**Extracted information**
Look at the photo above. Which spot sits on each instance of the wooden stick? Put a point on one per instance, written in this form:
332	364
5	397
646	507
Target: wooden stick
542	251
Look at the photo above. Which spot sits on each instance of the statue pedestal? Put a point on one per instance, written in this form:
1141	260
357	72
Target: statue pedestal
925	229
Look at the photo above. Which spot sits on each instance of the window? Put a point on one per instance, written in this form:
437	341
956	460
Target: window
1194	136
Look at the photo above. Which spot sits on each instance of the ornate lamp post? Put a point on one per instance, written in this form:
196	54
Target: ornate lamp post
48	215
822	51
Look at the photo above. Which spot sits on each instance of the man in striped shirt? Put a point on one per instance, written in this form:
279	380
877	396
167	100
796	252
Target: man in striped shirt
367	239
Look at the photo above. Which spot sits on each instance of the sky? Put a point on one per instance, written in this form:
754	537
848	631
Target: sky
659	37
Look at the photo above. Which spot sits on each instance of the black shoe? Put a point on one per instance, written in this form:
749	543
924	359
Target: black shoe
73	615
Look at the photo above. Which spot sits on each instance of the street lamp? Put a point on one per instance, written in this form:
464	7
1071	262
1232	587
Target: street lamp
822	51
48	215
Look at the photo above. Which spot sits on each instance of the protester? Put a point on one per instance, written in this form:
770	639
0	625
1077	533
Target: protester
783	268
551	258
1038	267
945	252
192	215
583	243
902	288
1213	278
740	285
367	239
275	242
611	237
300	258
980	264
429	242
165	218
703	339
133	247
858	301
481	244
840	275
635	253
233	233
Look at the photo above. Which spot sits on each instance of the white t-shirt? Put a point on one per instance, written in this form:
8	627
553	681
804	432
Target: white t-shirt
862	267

**Task directions**
Rewrite all of the items above, replacing each "instance" with "occurrence" and leaving every other character unchanged.

**Result**
Look at the photo above. Which spot sits on each occurrence of the wooden stick? Put a point on one per occurrence, written in this form:
332	364
5	397
646	507
Target: wooden stick
542	251
Look at the photo above. Which spot sits on each occurrence of the statue pedestal? Put a point on one per occurrence, written in this form:
1141	260
357	72
Target: statue pedestal
925	229
Look at the photo above. Which spot sits on each occurrence of the window? Put a point on one per occurrence, written in this form:
437	341
956	460
Target: window
1194	136
Look at the photo above. Which spot sits on each occurrence of the ornate lamp post? Put a point on one per occurrence, written in this form:
196	54
Target: ornate lamp post
48	215
822	51
Look at the photo above. Which spot sits on each occurrence of the man in striped shirt? Put a point on one per occurrence, written in this form:
279	380
877	396
167	100
796	252
Target: man in striped shirt
367	239
Look at the photo above. Which spot sits on each occurrence of the sky? Put a point on one per occurrence, written in this form:
754	537
848	631
Target: sky
659	37
Look at the photo above. Which spot sits on each occurrence of the black shoe? Put a point on one per occurrence, written in this form:
749	543
924	359
Target: black shoe
73	615
Look at the photo above. Which spot sits on each occurrence of the street lamp? Put a point on one per occurrence, written in this form:
464	7
1071	262
1232	587
Target: street lamp
822	51
48	215
Look at the photo above. Which spot sits on each occurrence of the protester? Put a point on one per occurrence, written in this form:
770	639
0	625
1077	533
Target: protester
783	268
551	258
1038	267
945	252
192	215
583	243
902	288
1213	278
740	285
367	239
275	242
611	237
300	258
980	264
429	242
165	218
703	339
133	247
858	301
481	244
840	275
635	253
233	233
Look at the photo above. Which spot sits on each occurrence of the white t-shirt? Put a point on one per occurrence, written in this form:
8	627
553	681
804	432
Target: white t-shirt
862	267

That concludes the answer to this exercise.